• Brano da leggere:
● ● ● ● ● ● ●

L’origine delle specie

1.
Una sera Diogene di Sinope, il filosofo cinico, si masturbò in mezzo all’agorà di Atene, e qualcuno lo rimproverò.
– Ah, le pare brutto? E che ne direbbe se potesse saziare la sua fame sfregandosi la pancia con la mano?
Rispose, per farsi capire appieno. Non è possibile; la ricerca di modi per saziarla è stata causa di tante guerre, di tanti cambiamenti: una delle poche ragioni della storia.
Non riusciremo mai a sapere per certo come abbiamo cominciato, ma si azzardano alcune ipotesi. Faustino Cordón, nel libro Cocinar hizo al hombre, immagina che sia accaduto perché non siamo stati capaci di fare ciò che altri riuscivano a fare: quando i nostri antenati erano scimmie che si muovevano sugli alberi in cerca di germogli, foglie e qualche insetto putrido, alcune di loro impararono ad appendersi di piú e meglio ai rami. Quelle diedero origine alle grandi scimmie: animali che a poco a poco svilupparono braccia e torsi forti per passare di ramo in ramo, che si impadronirono di un territorio ambito e ne espulsero gli altri: i nostri antenati, incapaci, impotenti, dovettero scendere da quegli alberi e cercare di cavarsela a terra.
Con quella sconfitta, si dice, cominciò l’uomo.
Qualcuno dice che adesso – sovrappopolazione, cambiamenti climatici, esaurimento dei terreni e delle acque – stia arrivando «la guerra per il cibo». La guerra per il cibo è sempre esistita, e continua a esistere. Solo che, tra una battaglia e l’altra, ci sono momenti di calma relativa nei quali i vincitori hanno vinto talmente tanto che non devono piú lottare per continuare a godersi il trionfo.
Gli ominidi, ormai a terra, dovettero fare di necessità virtú: impararono a camminare meglio, svilupparono zampe piú forti e perfezionarono le braccia e le mani che non servivano piú per appendersi: poterono usarle per maneggiare strumenti primitivi, una pietra, un osso, un bastone. Questo fatto – questo processo – sarebbe durato milioni di anni. E avrebbe prodotto un paio di effetti decisivi: la posizione eretta, conseguenza del nuovo habitat, che permise agli ominidi di trasportare strumenti che non dovevano piú buttare via, come prima, per arrampicarsi sull’albero. E un maggiore senso della comunità perché, spaventati da un habitat nuovo, le scimmie dovettero prendersi cura le une delle altre e aiutarsi a vicenda. Da qui, anche, un’evoluzione progressiva delle loro modalità di comunicazione: i primi tentativi di un linguaggio.

● ● ● ● ● ● ●

• Dati registrati:
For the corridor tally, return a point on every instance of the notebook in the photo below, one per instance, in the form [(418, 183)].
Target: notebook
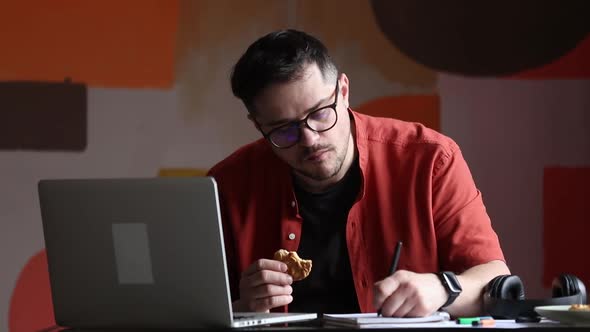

● ● ● ● ● ● ●

• Da fare: Nel brano da leggere, in quale libro Faustino Cordón immagina come abbiamo cominciato?

• Risposta: Nel libro Cocinar hizo al hombre.